Prompt: From the data below, repeat everything exactly except the images.

Dataset extract:
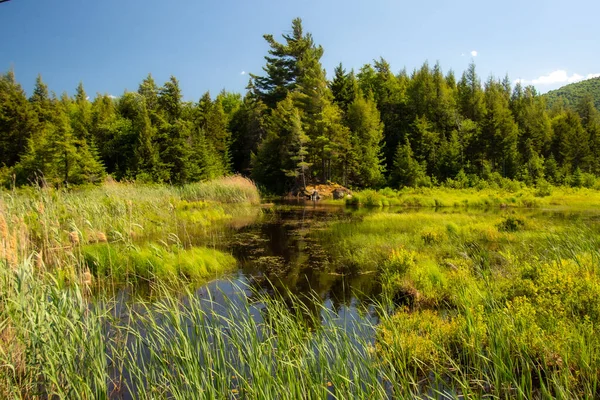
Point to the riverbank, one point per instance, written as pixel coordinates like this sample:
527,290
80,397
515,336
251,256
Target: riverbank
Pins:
119,230
519,196
473,302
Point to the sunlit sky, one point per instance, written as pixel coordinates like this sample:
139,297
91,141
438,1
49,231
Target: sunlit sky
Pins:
111,45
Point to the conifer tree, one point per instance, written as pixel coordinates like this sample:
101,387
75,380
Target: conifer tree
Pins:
366,129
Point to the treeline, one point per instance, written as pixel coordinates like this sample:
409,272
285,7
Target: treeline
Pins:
363,129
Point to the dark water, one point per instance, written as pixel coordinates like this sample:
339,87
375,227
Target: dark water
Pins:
279,254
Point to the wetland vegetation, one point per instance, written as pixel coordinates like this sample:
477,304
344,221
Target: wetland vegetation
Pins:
465,264
322,300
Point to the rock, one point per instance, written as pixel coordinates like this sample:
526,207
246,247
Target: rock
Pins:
339,194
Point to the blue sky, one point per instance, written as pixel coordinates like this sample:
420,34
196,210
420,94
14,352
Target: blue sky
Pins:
111,45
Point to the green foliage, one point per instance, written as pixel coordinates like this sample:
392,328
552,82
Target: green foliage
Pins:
152,261
572,93
355,129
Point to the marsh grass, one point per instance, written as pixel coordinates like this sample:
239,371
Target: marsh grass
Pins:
156,227
502,304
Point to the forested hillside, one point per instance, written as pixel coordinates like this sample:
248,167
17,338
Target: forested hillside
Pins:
574,93
365,128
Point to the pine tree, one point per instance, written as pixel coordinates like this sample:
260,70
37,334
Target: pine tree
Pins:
17,121
470,95
248,128
272,159
344,87
366,129
407,171
173,133
284,69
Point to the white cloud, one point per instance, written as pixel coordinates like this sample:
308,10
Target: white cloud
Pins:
557,77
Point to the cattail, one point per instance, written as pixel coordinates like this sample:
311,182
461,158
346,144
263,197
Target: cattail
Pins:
3,227
101,237
39,260
86,278
74,237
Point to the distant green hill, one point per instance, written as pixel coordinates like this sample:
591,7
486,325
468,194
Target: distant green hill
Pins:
573,92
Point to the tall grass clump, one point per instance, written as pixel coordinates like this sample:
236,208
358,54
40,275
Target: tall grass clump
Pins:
58,224
233,189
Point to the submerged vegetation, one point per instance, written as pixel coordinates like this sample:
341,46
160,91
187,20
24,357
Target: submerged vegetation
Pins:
475,305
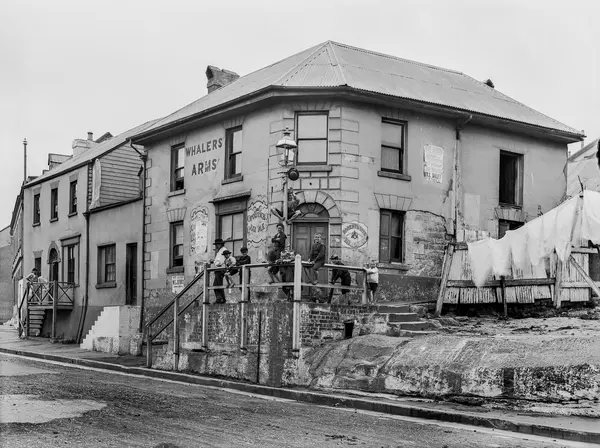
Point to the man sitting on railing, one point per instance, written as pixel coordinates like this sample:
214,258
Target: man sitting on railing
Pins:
343,275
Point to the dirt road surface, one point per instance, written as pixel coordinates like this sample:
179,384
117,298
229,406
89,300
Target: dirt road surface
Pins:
47,404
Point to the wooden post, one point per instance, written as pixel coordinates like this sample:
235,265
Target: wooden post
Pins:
445,273
176,334
585,276
54,307
296,303
557,282
366,294
243,308
205,304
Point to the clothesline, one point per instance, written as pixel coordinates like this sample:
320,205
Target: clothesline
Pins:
556,231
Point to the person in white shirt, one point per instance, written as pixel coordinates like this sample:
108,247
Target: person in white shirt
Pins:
372,279
219,262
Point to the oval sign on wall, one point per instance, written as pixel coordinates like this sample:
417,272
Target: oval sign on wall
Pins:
354,234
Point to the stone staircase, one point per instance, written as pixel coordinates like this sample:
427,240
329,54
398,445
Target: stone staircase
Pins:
404,323
36,321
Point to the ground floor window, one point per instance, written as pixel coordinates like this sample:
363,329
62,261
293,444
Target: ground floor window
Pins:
177,244
391,231
107,272
504,225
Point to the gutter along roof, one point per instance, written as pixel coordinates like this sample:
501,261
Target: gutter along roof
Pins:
331,65
94,152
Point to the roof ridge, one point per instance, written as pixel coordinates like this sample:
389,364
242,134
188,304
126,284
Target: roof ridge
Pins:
296,68
364,50
523,104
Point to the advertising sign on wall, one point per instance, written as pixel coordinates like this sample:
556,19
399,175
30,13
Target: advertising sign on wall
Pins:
433,163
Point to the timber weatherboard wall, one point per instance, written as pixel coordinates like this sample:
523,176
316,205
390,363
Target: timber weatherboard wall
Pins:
120,180
350,187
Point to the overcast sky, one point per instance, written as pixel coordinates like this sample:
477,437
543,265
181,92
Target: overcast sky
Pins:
69,67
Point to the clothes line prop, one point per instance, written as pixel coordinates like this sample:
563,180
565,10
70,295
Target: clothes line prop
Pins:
556,231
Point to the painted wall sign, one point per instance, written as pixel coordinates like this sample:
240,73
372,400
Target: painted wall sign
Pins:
208,165
177,283
354,234
257,217
198,230
433,163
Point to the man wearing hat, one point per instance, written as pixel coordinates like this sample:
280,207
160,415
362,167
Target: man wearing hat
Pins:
219,262
341,274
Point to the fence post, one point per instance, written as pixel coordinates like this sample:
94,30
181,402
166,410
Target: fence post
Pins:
296,303
54,307
243,307
176,333
365,298
205,303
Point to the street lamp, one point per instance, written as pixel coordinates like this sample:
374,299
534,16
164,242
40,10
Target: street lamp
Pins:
286,147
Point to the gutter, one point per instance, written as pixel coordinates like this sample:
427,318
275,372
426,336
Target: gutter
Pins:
139,138
144,158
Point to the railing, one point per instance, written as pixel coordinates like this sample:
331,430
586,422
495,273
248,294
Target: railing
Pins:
177,311
44,294
292,287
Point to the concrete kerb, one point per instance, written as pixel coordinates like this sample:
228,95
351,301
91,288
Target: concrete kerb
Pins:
334,400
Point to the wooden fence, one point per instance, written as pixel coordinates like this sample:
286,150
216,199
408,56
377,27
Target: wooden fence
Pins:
572,284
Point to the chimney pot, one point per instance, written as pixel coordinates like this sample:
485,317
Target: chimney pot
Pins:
217,78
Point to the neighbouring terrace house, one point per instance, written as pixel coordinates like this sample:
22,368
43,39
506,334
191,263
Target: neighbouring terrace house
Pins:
396,158
82,221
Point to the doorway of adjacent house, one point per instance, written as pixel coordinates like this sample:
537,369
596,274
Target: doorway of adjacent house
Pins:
314,219
53,259
131,274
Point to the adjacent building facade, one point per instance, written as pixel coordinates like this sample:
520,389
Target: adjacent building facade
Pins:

Finished exercise:
Point to the riverbank, one point per instance, written as pixel coordinates like this sample:
527,290
80,397
515,336
251,256
Target: riverbank
Pins:
119,230
519,196
473,302
Point to the sunlit sky, one point per instance, written as pixel coordinates like this sample:
139,297
91,141
438,1
49,231
Target: sunlit sky
Pins:
111,45
Point to the conifer tree, one point per instance, written as pixel coordinates like this sample:
101,387
75,380
Target: conifer tree
Pins:
366,129
Point to the treeline, one point per instance, written as pixel coordinates like this sample:
409,272
285,7
Target: treeline
Pins:
363,129
Point to the dark water, one point per instance, written as pixel coordinates like this sample:
339,87
375,227
Target: dark water
Pins:
279,254
Point to the wetland vegetation, one point per instance, written as pixel coordinates like this sample:
477,304
344,221
Target: wetland vegetation
Pins:
465,264
322,300
Point to the rock, one point per instance, written as pixel coordinates like this sample:
526,207
246,247
Target: rock
Pins:
339,194
Point to the blue sky, one point per instance, written as pixel coordinates like this sample:
420,34
196,210
420,94
14,352
Target: blue sky
Pins:
111,45
Point to the green foliage, one point per instance, written as pixel coordinates like this sample:
392,328
552,82
Target: green foliage
Pins:
152,261
572,93
355,129
Point to the marsh grass, one point per instance, written as pixel coordinates like this sample:
239,371
Target: marsh grass
Pins:
156,227
502,304
Point to the forested hillside, one point per instance, written as pixel coordinates like this sample:
248,167
17,338
Target: forested hillside
Pins:
574,93
365,128
Point to the pine tree, one point per instance, written as pixel coordinates like this sample:
260,70
37,334
Target: pine tree
Pins:
17,121
470,95
248,128
272,159
344,87
366,129
407,171
173,133
284,69
Point to the white cloud, one point per instance, written as pixel coordinates like this sample:
308,10
Target: white cloud
Pins:
557,77
Point to the cattail, one point per instance, written as pixel coordinates like this sample:
311,182
461,158
346,144
263,197
Target: cattail
Pins:
3,227
101,237
39,260
86,278
74,237
Point to the distant green hill, one point per instance, written as pixel coordinates like this sample:
591,7
486,325
468,194
Target: distant green hill
Pins:
573,92
Point to the tall grass clump, one point per instance, written as pixel coordinates like this sample:
236,208
358,54
40,275
Target: tall grass clump
Pins:
58,224
233,189
Point to the submerged vegetation, one point per instance, written as pixel coordinates like this sample:
341,46
160,91
187,20
24,357
Target: submerged vegetation
Pins:
475,305
Point to the man sitting on railing, one point per instance, written as pixel coordinates like this sample:
214,258
Target: man sitting on railing
Pins:
343,275
Point to the dirt road surface, one point per instance, written as pixel coordinates like this sample:
179,384
117,298
229,406
89,300
Target: dirt road surface
Pins:
47,404
Point to the wooden post, one point per instance, written as pixel coordinates like this sample:
235,265
Target: wooden post
Pins:
445,273
176,334
585,276
54,307
296,303
557,282
366,294
243,308
205,304
Point to the clothesline, one point per instance, written as pixel coordinates like this sample:
320,205
Target: clothesline
Pins:
556,231
Point to the person in white shirt, one point per instance, written as pixel coordinates like this sample:
108,247
Target: person in white shirt
Pins:
372,279
219,262
Point to the oval sign on wall, one point per instance, written as pixel coordinates like this sample:
417,272
Target: oval sign on wall
Pins:
354,234
Point to the stone staircase, one point per instance, written as pixel coordinates like this sample:
427,240
329,54
398,445
Target: stone staircase
Pins:
404,323
36,321
Point to the ground floor window, one point per instance, written as pixel coordinates like this sample:
363,329
62,261
293,444
Target: ground floor window
Pins:
177,244
391,231
107,272
504,225
Point to the gutter along roof, one point per instance, written as pixel coordinates like this sample:
501,261
Target: gutter along roof
Pins:
331,65
94,152
Point to the roof ridge, one point per instance, written as pixel coordinates like this sample:
389,364
242,134
188,304
126,284
Target: roof ridge
Pins:
296,68
364,50
523,104
Point to the advertising sign on wall, one point per instance, written as pixel coordinates like this sample:
556,19
399,175
30,13
Target: advertising sign on wall
Pins:
433,163
Point to the timber weatherboard wall, one point per instance, written as pixel coordinates like this sample:
523,176
316,205
390,363
Target: timber weatherboard wall
Pins:
120,180
350,187
Point to the overcast sky, one point per instance, written as pixel coordinates like this sample:
477,437
543,265
181,92
Target: overcast sky
Pins:
69,67
Point to the clothes line prop, one point per instance, written as pixel coordinates like this sample:
563,180
565,10
70,295
Target: clothes line prop
Pins:
556,231
Point to the painted wall sign, one point per instance, written as pixel coordinates like this sample:
240,73
372,400
Target: painted wall sign
Pins:
208,165
177,283
354,234
257,217
198,230
433,163
Point to the man wearing hat, one point per instance, written as pixel coordinates like this sample:
280,207
160,415
362,167
Target: man wearing hat
Pins:
219,262
341,274
Point to the fence post, one point per instance, written as pixel coordinates like this sample:
94,30
181,402
166,410
Target: fence post
Pins:
296,303
54,307
243,307
176,333
365,298
205,303
Point to the street lamp, one point per instance, written as pixel coordinates like this sample:
374,299
534,16
164,242
40,10
Target: street lamp
Pins:
286,147
Point to the gutter, one point per instance, written as pixel coordinates like this sample:
427,318
275,372
426,336
Target: gutter
Pins:
139,138
144,158
Point to the railing, one point per instance, written as pixel coordinates like this sample:
331,430
586,422
495,273
248,294
Target: railing
Pins:
177,311
44,294
292,287
Point to the concrete kerb, one point per instance, written as pixel coordinates like this sample:
228,95
351,301
91,288
Target: concrete kerb
Pins:
334,400
Point to the wooden fence, one point per instance, written as pixel coordinates like this sample:
286,150
216,199
408,56
377,27
Target: wooden fence
Pins:
572,284
Point to the chimney pot, one point per instance, written as pixel coordinates like this sample:
485,317
Target: chimney pot
Pins:
217,78
Point to the neighbouring terrace house, one point per instance, written as pixel coordinates like this sample:
22,368
43,39
506,334
191,263
Target: neighbouring terrace house
Pins:
396,158
82,221
Point to the doorway of adjacent house, one point per instance, written as pixel coordinates like this sample:
537,369
596,274
Target: doorway of adjacent house
Pins:
314,219
53,259
131,274
Point to the adjacent building facade, one point per instance, written as pixel coordinates like this sample:
520,389
Target: adjacent building facade
Pins:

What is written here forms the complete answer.